Exercise set:
1. Copy the rows word for word, starting at the line with "Target: wooden boardwalk" and ending with the last row, including both ends. Leave the pictures out.
2. Continue the article about how employers treat solo parents from the point where it stops.

Companies should stop treating all parents like they have partners at home to help them

[Photo: August de Richelieu/Pexels]

BY Arianne Cohen1 minute read

There’s parenting, and then there’s solo parenting. These are not the same activities. Yet many organizations treat all parents the same, says a new article in Harvard Business Review.

Nearly 1 in 4 U.S. children are solo parented, a lifestyle distinguished by its relentlessness: morning, daytime, evening, and overnight, single parents are “on.” For solo parents on less-than-rosy terms with co-parents, you can add on conflict and child support bills.

There are upsides, too: Many solo parents enjoy the focus they can expend to their children, and prefer their own flows and systems around the house. For women, solo parenting can present significantly less housework and emotional labor than cohabitating with a less-than-egalitarian partner.

But organizations, the authors say, treat employees as if they all have a partner at home when needed. “When organizations presume all employees have a support system in place, they make demands on time that single parents especially can’t meet.”

Recorded information:

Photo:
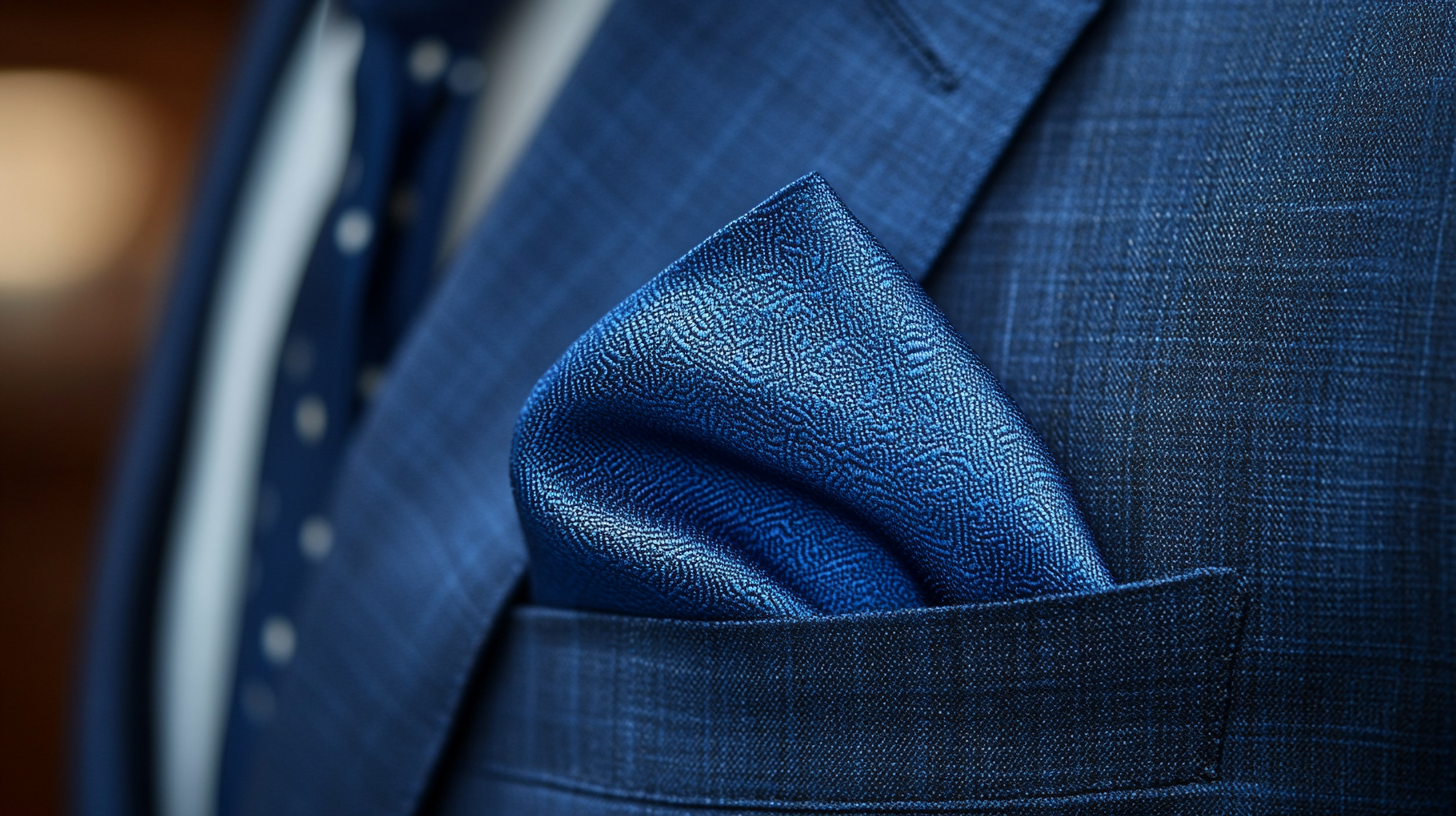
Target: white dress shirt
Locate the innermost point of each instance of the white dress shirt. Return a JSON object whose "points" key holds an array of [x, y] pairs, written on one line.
{"points": [[296, 169]]}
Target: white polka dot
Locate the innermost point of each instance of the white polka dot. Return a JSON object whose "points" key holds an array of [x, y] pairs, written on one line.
{"points": [[315, 538], [370, 381], [427, 60], [278, 640], [466, 76], [310, 418], [258, 701], [353, 230]]}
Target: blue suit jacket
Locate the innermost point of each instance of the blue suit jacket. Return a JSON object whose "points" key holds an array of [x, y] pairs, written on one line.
{"points": [[1204, 245]]}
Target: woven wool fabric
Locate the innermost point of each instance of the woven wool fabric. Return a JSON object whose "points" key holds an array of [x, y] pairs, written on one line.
{"points": [[784, 424]]}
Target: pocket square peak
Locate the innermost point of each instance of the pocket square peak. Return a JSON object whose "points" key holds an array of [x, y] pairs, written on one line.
{"points": [[784, 424]]}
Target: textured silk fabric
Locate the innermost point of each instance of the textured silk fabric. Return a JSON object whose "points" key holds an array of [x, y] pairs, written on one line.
{"points": [[782, 424]]}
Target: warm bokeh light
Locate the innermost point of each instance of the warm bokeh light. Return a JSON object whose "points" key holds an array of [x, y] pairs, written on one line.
{"points": [[77, 169]]}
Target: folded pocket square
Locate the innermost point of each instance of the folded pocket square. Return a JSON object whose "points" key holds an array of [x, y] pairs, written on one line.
{"points": [[784, 424]]}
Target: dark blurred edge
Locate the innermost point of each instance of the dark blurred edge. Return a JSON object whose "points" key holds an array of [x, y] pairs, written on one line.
{"points": [[66, 365]]}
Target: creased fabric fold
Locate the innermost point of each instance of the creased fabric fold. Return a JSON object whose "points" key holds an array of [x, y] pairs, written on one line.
{"points": [[784, 424]]}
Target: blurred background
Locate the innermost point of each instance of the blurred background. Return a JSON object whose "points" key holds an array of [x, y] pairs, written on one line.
{"points": [[102, 110]]}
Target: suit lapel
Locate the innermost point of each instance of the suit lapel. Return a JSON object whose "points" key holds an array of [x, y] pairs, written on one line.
{"points": [[680, 117]]}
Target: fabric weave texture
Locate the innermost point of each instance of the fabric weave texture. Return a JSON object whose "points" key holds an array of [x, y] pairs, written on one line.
{"points": [[782, 424]]}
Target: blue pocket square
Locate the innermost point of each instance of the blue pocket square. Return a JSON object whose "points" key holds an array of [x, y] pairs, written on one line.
{"points": [[784, 424]]}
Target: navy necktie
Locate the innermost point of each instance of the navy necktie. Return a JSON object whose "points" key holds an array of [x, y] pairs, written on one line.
{"points": [[369, 271], [784, 424]]}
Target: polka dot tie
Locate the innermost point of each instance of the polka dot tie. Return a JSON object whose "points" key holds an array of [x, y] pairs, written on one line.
{"points": [[370, 268]]}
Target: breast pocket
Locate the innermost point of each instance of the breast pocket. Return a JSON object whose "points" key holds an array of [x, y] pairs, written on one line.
{"points": [[922, 710]]}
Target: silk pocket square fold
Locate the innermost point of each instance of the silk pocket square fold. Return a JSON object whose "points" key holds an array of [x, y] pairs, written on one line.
{"points": [[784, 424]]}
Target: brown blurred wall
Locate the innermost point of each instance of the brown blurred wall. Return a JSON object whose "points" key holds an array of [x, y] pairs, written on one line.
{"points": [[67, 360]]}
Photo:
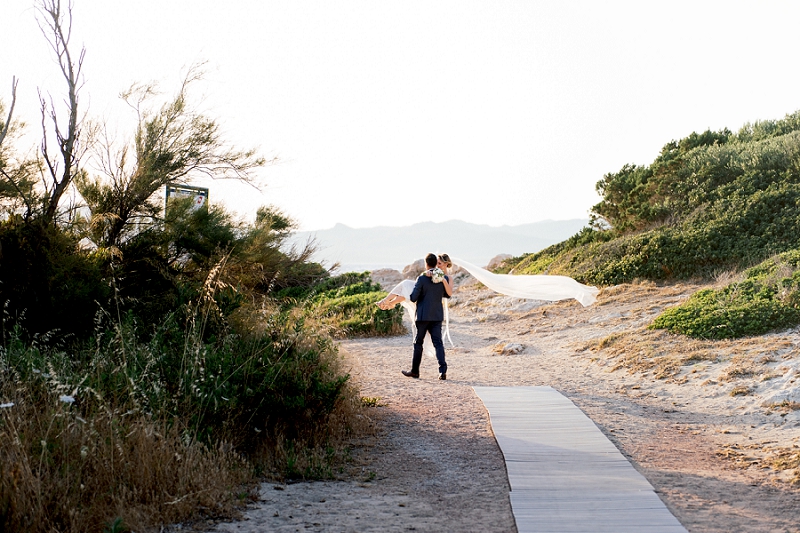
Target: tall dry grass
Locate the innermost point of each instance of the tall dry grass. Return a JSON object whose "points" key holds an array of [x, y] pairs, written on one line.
{"points": [[134, 430]]}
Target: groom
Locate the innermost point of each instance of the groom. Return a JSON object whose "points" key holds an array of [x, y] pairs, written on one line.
{"points": [[430, 313]]}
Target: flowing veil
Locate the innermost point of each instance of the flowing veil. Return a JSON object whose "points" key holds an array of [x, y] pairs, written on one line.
{"points": [[534, 287]]}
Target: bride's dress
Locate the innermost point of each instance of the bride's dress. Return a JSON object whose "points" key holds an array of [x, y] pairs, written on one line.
{"points": [[534, 287]]}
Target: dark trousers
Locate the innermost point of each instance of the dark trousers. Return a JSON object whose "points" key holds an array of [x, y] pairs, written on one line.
{"points": [[435, 329]]}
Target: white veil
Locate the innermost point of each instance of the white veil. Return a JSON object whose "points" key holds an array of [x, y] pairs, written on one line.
{"points": [[535, 287]]}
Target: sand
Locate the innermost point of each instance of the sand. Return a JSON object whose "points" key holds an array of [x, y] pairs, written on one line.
{"points": [[698, 420]]}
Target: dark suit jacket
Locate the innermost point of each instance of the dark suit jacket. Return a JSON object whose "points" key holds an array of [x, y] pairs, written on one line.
{"points": [[428, 297]]}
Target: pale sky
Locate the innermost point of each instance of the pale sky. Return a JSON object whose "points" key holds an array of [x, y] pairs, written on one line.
{"points": [[392, 113]]}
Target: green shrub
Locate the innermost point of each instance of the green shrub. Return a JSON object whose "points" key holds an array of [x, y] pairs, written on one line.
{"points": [[356, 315], [709, 203], [767, 299]]}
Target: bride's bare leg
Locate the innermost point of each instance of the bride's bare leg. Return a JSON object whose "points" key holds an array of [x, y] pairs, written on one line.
{"points": [[390, 301]]}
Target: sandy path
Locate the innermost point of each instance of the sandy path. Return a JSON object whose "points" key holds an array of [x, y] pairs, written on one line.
{"points": [[435, 465]]}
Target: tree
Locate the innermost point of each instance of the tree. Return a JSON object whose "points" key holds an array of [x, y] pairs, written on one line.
{"points": [[16, 175], [71, 137], [171, 145]]}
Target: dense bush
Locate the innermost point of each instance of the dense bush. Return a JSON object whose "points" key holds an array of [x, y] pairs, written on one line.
{"points": [[356, 315], [768, 298]]}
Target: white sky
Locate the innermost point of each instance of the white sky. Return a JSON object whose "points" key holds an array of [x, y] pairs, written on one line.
{"points": [[392, 113]]}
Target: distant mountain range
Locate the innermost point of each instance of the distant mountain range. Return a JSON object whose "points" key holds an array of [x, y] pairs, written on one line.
{"points": [[395, 247]]}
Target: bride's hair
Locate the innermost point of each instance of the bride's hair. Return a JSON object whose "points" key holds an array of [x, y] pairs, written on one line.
{"points": [[430, 260]]}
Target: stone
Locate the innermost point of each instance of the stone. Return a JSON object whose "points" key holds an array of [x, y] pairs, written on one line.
{"points": [[497, 260]]}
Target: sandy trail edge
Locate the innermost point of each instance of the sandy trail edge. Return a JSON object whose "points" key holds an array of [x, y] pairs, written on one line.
{"points": [[435, 465]]}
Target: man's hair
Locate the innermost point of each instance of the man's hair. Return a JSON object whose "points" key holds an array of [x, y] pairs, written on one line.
{"points": [[431, 260]]}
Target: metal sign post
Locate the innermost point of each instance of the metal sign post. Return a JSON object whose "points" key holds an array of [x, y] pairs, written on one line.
{"points": [[200, 195]]}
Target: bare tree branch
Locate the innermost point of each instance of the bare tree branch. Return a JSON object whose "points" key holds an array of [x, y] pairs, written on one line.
{"points": [[57, 27], [7, 125]]}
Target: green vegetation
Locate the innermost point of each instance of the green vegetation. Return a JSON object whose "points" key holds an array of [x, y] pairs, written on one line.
{"points": [[711, 202], [765, 300], [154, 362]]}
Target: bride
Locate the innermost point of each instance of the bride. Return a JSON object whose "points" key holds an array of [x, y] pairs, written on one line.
{"points": [[535, 287], [402, 291]]}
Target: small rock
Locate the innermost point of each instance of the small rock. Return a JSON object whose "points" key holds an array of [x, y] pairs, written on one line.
{"points": [[508, 348]]}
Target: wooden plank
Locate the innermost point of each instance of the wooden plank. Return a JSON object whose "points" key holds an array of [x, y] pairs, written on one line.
{"points": [[565, 475]]}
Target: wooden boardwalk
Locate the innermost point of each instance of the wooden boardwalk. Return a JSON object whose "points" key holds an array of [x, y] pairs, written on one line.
{"points": [[565, 475]]}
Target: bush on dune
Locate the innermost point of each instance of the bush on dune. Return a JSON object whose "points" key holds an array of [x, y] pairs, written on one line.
{"points": [[711, 202], [766, 299]]}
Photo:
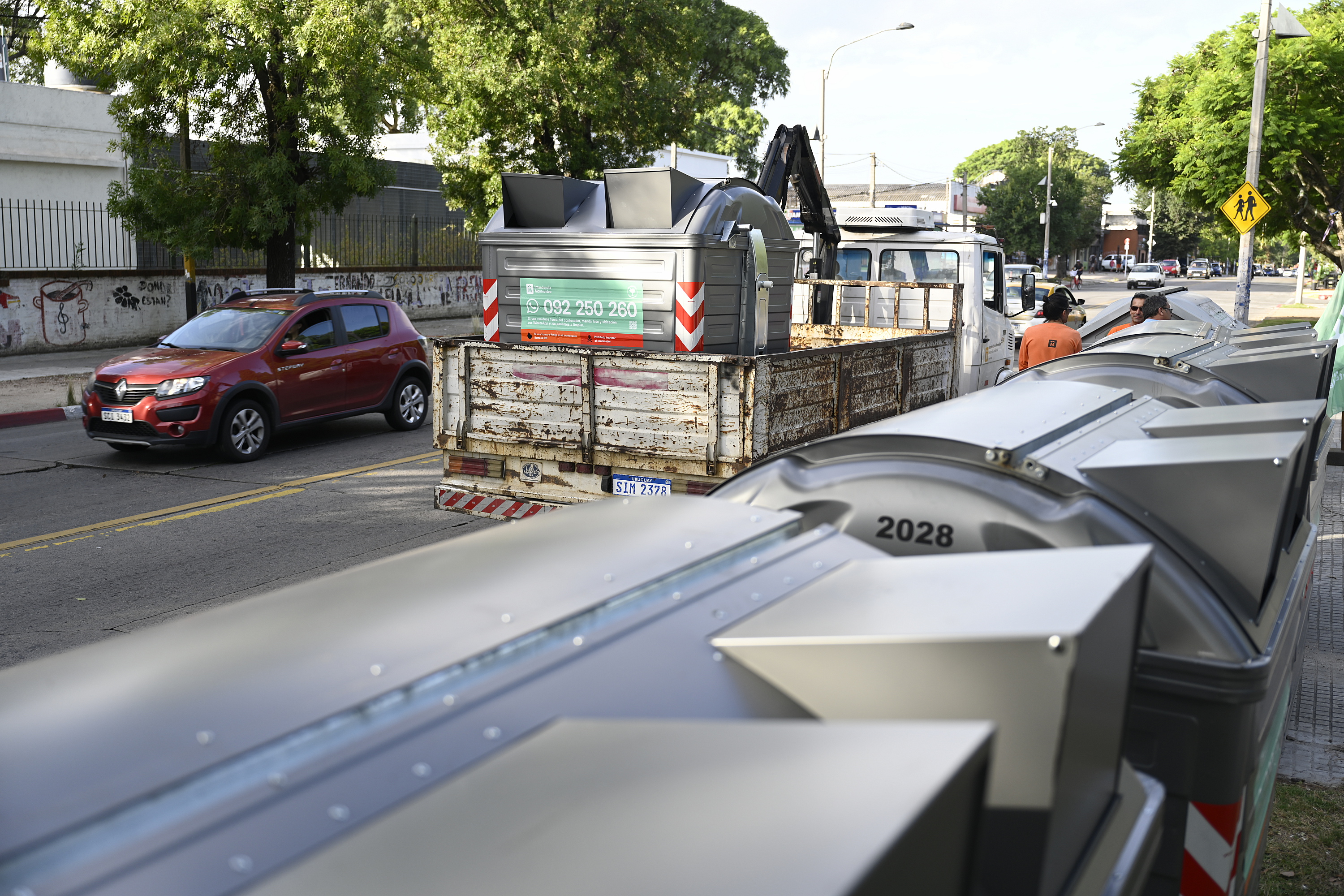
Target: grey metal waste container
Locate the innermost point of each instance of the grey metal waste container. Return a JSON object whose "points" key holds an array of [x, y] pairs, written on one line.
{"points": [[206, 755], [1055, 464], [644, 258]]}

Responses by task:
1.
Target: wooden boardwalk
Locate the innermost point of each instance of the wooden boardwalk. Return a JSON object whose "points" key holds an array of [x, y] pairs, written on one line.
{"points": [[565, 475]]}
Target: bush on dune
Locate the innermost point of each instance of the bush on dune. Return a JSON object whose "points" key holds an array of [x, y] pairs, written on one line.
{"points": [[711, 202], [766, 299]]}
Photo:
Target: grey metal waste container
Locate the innermost point of each instance of the grey metal waste container. Return a JSON object whose "points" key holds an array of [x, y] pairs, written on one line.
{"points": [[206, 755], [1055, 464], [644, 258]]}

2.
Single parents rarely advocate for themselves—let alone articulate their plight—fearing that coworkers and managers will perceive them as less able on the job. It’s largely women who keep this silence, as most single parents are mothers, and most (81%) work.

The lack of understanding can also be stressful. Partnered managers and coworkers often simply cannot conceive of the realities of life with literally no free time, nor imagine parenting without being able to tap out or take a break. Coworkers also tend to not consider the mental overload of one adult running the lives of multiple human beings, including every decision, vacation or extracurricular activity. This leads to 9 p.m. work emails, last minute off-hours projects, and invitations to baseball games or beers at child bedtime.

The key for organizations, the authors say, is to help single parents avoid burnout not by specially accommodating them, but rather by designing “work systems and processes from the start that recognize all workers have care responsibilities and lives outside of work.”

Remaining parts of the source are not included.